- Task directions
Copy all of the rows below, including the request lines, and add 80 to each coordinate in the answers. Don't change the request lines or any sample formats in them, and leave the pictures out of your reply.

BEGIN Record excerpts

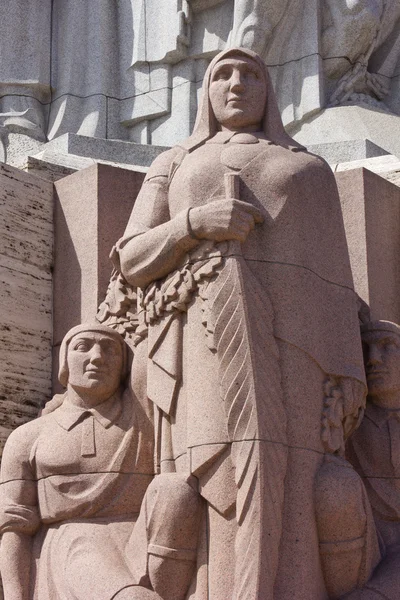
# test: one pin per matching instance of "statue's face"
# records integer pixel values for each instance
(382, 366)
(238, 94)
(95, 363)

END Record excerpts

- The reply
# test: one pin per matching instance of "statue's face"
# records integer pixel values for each instance
(462, 446)
(318, 174)
(175, 443)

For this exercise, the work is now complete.